▶ Provided records:
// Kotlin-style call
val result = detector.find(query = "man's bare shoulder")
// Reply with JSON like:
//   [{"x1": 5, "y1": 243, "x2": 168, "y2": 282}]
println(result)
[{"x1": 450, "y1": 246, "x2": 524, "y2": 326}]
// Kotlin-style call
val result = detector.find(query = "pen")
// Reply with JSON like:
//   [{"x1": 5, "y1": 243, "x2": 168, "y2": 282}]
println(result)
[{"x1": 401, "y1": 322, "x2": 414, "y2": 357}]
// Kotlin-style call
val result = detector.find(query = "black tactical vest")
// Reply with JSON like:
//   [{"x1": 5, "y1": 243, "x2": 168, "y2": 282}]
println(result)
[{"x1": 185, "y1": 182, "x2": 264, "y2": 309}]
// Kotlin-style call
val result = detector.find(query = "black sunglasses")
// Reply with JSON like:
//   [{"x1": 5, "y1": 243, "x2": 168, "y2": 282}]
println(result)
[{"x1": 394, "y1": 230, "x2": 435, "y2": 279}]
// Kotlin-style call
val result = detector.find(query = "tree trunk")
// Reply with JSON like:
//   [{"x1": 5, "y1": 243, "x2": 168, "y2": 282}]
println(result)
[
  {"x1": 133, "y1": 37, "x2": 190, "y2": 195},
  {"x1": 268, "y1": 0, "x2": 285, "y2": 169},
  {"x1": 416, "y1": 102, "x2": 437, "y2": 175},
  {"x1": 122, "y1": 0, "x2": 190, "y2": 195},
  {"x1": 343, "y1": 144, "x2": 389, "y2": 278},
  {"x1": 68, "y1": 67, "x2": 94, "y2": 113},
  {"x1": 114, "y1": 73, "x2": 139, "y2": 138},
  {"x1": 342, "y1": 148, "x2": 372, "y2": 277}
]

▶ Challenge: Write out all of the items above again, reproducing every line without any alteration.

▶ Correct answer:
// Kotlin-style call
val result = detector.find(query = "man's bare shoulder")
// Reply with JSON like:
//   [{"x1": 5, "y1": 243, "x2": 168, "y2": 282}]
println(result)
[{"x1": 450, "y1": 246, "x2": 524, "y2": 326}]
// Kotlin-style call
val result = detector.find(query = "pen")
// Reply with JSON like:
//   [{"x1": 5, "y1": 243, "x2": 168, "y2": 282}]
println(result)
[{"x1": 401, "y1": 322, "x2": 414, "y2": 357}]
// Kotlin-style call
val result = detector.find(query = "black tactical vest")
// Reply with JSON like:
//   [{"x1": 5, "y1": 243, "x2": 168, "y2": 282}]
println(result)
[{"x1": 185, "y1": 182, "x2": 264, "y2": 309}]
// Kotlin-style call
val result = detector.find(query = "black sunglasses")
// Reply with JSON like:
//   [{"x1": 5, "y1": 243, "x2": 168, "y2": 282}]
println(result)
[{"x1": 394, "y1": 230, "x2": 435, "y2": 279}]
// Kotlin-style call
val result = detector.find(query = "tree trunk")
// Reply with JSON like:
//   [{"x1": 5, "y1": 243, "x2": 168, "y2": 282}]
println(result)
[
  {"x1": 133, "y1": 37, "x2": 190, "y2": 195},
  {"x1": 268, "y1": 0, "x2": 285, "y2": 169},
  {"x1": 416, "y1": 102, "x2": 437, "y2": 175},
  {"x1": 122, "y1": 0, "x2": 190, "y2": 195},
  {"x1": 343, "y1": 144, "x2": 389, "y2": 278},
  {"x1": 68, "y1": 67, "x2": 94, "y2": 113},
  {"x1": 114, "y1": 73, "x2": 139, "y2": 138},
  {"x1": 342, "y1": 148, "x2": 372, "y2": 277}
]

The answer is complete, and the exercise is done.